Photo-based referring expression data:
------------------------------------------------------------

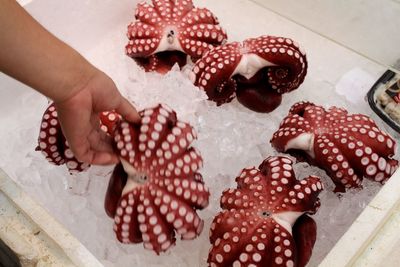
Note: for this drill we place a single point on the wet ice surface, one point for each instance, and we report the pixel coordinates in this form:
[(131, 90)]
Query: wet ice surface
[(230, 138)]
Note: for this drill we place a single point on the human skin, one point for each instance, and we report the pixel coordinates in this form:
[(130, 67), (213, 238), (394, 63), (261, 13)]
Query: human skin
[(32, 55)]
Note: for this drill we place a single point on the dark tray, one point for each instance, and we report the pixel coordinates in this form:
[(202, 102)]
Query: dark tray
[(385, 78)]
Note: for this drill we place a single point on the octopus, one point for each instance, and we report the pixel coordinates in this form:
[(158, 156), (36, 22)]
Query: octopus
[(155, 191), (55, 147), (257, 72), (265, 220), (347, 146), (166, 32)]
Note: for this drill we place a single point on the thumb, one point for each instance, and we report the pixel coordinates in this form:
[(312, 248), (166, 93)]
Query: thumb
[(128, 111)]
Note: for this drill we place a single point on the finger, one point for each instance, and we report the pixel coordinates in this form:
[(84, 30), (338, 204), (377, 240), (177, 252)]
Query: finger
[(128, 111), (104, 158), (100, 142)]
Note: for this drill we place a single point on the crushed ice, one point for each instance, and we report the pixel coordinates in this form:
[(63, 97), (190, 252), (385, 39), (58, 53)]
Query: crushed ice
[(230, 138)]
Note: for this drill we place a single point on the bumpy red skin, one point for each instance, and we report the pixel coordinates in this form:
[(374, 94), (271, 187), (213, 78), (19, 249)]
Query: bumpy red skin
[(215, 72), (54, 146), (254, 227), (194, 31), (163, 196), (347, 146)]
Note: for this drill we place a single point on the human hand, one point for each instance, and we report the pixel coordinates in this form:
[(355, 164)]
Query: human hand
[(80, 122)]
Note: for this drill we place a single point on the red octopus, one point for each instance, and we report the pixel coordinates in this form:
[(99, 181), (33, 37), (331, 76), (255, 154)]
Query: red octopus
[(168, 31), (264, 222), (258, 71), (156, 189), (347, 146), (54, 146)]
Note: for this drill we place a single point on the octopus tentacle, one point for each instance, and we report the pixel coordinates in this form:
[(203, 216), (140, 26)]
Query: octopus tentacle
[(54, 146), (259, 71), (327, 153), (348, 146), (165, 32), (162, 168), (255, 226)]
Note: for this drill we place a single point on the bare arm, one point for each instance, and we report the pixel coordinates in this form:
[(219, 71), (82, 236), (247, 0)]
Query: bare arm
[(32, 55)]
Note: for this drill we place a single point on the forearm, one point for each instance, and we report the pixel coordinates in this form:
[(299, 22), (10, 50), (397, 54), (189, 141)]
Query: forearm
[(32, 55)]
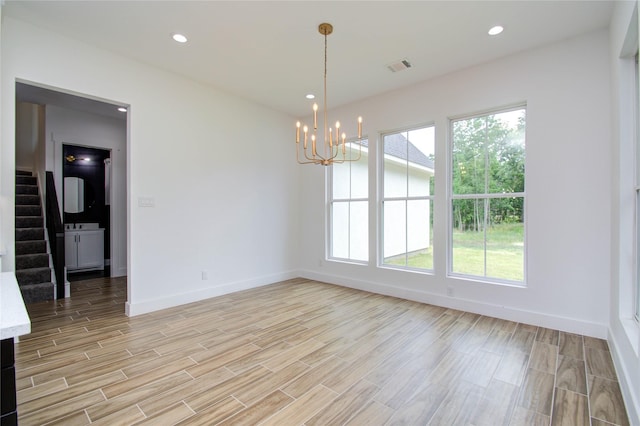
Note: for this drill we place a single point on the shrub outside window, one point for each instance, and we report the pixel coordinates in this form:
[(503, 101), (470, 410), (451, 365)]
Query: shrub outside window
[(487, 197)]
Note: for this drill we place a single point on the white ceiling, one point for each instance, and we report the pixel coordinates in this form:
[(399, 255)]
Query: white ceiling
[(271, 52)]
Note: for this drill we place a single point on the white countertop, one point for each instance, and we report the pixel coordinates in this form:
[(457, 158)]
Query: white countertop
[(14, 319)]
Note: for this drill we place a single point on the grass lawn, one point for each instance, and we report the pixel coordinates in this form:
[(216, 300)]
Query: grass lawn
[(505, 253)]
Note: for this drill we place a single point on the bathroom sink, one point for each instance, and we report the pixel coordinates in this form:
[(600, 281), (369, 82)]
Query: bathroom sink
[(80, 226)]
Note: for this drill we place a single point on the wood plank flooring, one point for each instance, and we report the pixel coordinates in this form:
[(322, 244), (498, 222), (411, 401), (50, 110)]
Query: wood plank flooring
[(303, 353)]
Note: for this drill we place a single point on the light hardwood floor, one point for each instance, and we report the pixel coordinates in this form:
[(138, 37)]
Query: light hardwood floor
[(303, 352)]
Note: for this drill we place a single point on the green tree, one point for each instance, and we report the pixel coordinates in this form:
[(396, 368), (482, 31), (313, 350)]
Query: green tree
[(488, 158)]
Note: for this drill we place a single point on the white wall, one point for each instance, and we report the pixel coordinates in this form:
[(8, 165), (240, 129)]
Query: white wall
[(624, 332), (566, 88), (219, 169), (65, 126), (26, 135)]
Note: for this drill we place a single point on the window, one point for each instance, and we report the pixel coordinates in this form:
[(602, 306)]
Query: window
[(487, 197), (349, 206), (407, 202)]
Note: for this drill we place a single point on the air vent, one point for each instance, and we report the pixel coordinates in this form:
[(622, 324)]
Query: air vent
[(400, 65)]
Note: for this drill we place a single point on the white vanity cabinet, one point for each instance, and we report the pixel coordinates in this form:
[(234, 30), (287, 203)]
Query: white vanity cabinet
[(84, 249)]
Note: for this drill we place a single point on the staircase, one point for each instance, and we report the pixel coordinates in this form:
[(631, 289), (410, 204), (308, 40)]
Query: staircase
[(32, 259)]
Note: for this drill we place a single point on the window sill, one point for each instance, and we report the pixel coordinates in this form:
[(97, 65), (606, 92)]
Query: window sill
[(482, 280)]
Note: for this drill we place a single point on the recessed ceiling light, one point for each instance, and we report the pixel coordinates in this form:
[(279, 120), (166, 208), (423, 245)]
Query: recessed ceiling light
[(496, 30), (179, 38)]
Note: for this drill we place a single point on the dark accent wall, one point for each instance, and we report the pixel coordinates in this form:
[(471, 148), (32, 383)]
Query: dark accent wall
[(92, 172)]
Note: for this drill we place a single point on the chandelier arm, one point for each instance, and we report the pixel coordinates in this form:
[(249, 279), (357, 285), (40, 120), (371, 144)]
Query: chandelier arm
[(330, 153)]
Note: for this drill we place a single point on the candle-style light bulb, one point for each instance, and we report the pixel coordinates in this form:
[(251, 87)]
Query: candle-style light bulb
[(313, 145), (315, 116)]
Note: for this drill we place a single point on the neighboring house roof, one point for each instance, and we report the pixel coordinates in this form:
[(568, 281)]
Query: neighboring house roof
[(398, 146)]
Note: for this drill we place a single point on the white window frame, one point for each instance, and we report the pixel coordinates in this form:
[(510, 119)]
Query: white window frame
[(636, 154), (486, 199), (331, 200), (382, 199)]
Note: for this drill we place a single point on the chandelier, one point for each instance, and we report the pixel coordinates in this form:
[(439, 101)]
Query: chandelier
[(332, 148)]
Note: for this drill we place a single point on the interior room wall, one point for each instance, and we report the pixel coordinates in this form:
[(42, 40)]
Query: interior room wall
[(217, 170), (624, 332), (566, 87)]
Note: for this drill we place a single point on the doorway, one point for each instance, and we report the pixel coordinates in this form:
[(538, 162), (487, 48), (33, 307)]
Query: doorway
[(87, 211), (79, 126)]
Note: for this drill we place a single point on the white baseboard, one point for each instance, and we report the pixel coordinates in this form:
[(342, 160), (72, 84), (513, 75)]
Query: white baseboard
[(139, 308), (627, 379), (539, 319)]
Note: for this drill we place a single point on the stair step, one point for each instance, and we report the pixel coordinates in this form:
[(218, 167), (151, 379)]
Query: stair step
[(28, 210), (30, 261), (27, 200), (30, 247), (29, 222), (29, 234), (40, 292), (33, 276), (26, 180), (26, 190)]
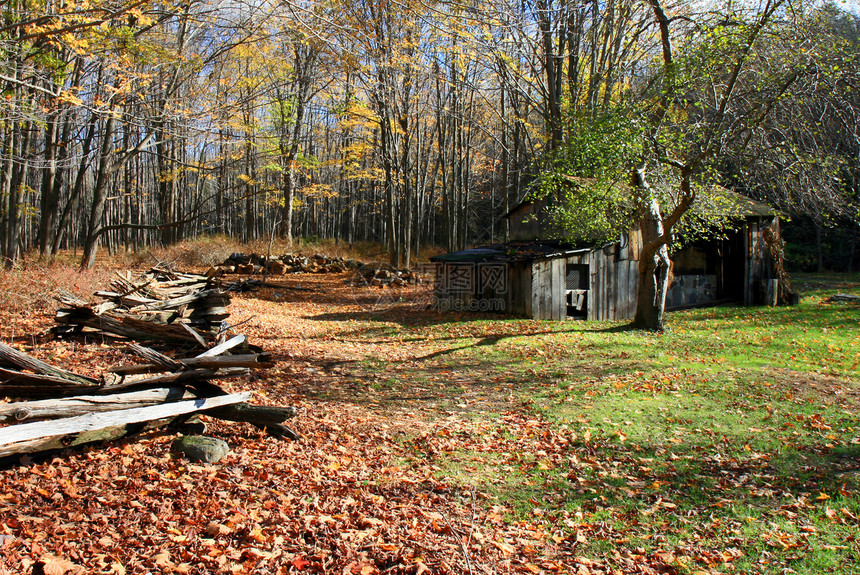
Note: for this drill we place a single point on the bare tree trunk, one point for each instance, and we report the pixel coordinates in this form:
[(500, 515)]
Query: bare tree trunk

------------------------------------------------------------

**Exercise:** Tell how many lines above hold "trunk", nothing more.

**Task output:** 2